◆ **Uit te voeren opdrachten**:
• A. Beantwoord over de tekst over Kijkduin Binnen de volgende vragen:
(i) Hoe wordt het plangebied Kijkduin Binnen getypeerd?
(ii) Welke plek wordt genoemd als onderdeel van de bos- en landgoederenzone?
(iii) Wat voor bebouwingskorrel heeft binnenduin volgens het BKP?
• B. Geef uit de tekst over Kijkduin Binnen letterlijk het deel weer dat begint met "Karakteristiek voor het" en doorloopt tot en met "duin naar bos.".
• C. Maak de tekst over het duinlandschap van Kijkduin Binnen af, te beginnen na de laatste zin.

◆ **Gegeven tekst**:

———

Karakteristiek voor het duinlandschap is de overgang van open duingebied aan de zeezijde naar beboste landgoederen landinwaarts. Het plangebied Kijkduin Binnen wordt getypeerd als binnenduin en vormt een overgangsgebied tussen het buitenduin (waaronder Kijkduin Bad) en de bos en landgoederenzone (waaronder Ockenburgh). In de inrichting van de openbare ruimte wordt deze overgang versterkt. Daarbij wordt de beplanting in overeenstemming gebracht met het karakter van het landschap: de overgang van open duin naar bos.

Beeldkwaliteitsplan

In het BKP is de gewenste ruimtelijke en architectonische beeldkwaliteit van de ontwikkelvelden beschreven. Belangrijke onderdelen zijn de samenhang en de variatie tussen de deellocaties, de versterking van de ruimtelijke en ecologische kwaliteit en de identiteit van Kijkduin als unieke plek aan zee. De landschappelijke ligging in het overgangsgebied van openduin naar bos- en landgoed is bepalend voor het woonmileu. Binnenduin is een meer open landschap met een kleinere bebouwingskorrel. Bos en landgoed is meer bosachtig en met een grotere bebouwingskorrel. Aan de bebouwing en de woonomgeving moet de ligging in het binnenduingebied afleesbaar zijn.

———

◆ **Materiaal**:

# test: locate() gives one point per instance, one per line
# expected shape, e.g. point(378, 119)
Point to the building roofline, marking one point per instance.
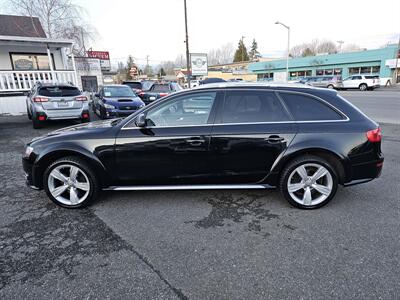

———

◆ **Schriftelijke antwoorden**:
• A.
(i) Als binnenduin.
(ii) Ockenburgh.
(iii) Een kleinere bebouwingskorrel.

• B.
Karakteristiek voor het duinlandschap is de overgang van open duingebied aan de zeezijde naar beboste landgoederen landinwaarts. Het plangebied Kijkduin Binnen wordt getypeerd als binnenduin en vormt een overgangsgebied tussen het buitenduin (waaronder Kijkduin Bad) en de bos en landgoederenzone (waaronder Ockenburgh). In de inrichting van de openbare ruimte wordt deze overgang versterkt. Daarbij wordt de beplanting in overeenstemming gebracht met het karakter van het landschap: de overgang van open duin naar bos.

• C.
Voor Schapenatjesduin Oost zijn onder meer de volgende uitgangspunten vastgelegd:

  • Landschap:

De openbare ruimte is groen van karakter waarbij het omliggende duinlandschap op de locatie wordt doorgezet; de woningen hebben een kleine buitenruimte, bij voorkeur vormgegeven als architectonisch element zoals een veranda of patio. Kleine tuinen zijn alleen onder voorwaarden toegestaan.

  • Korrelgrootte:

Vrijstaand of geschakeld tot max 6 woningen of geclusterd rondom een hof in 1-2 lagen met kap.

  • Autoluw:

Prive parkeren op eigenterrein en uit het zicht; openbaar parkeren landschappelijk ingepast; woonstraten smal en informeel.

  • Typisch Kijkduin:

Materialisatie met robuuste, natuurlijke materialen en lichte kleuren; expressieve, samengestelde volumes en platte daken of een kap met eenvoudige vorm.

Kleinschalig Opdrachtgeverschap (KO)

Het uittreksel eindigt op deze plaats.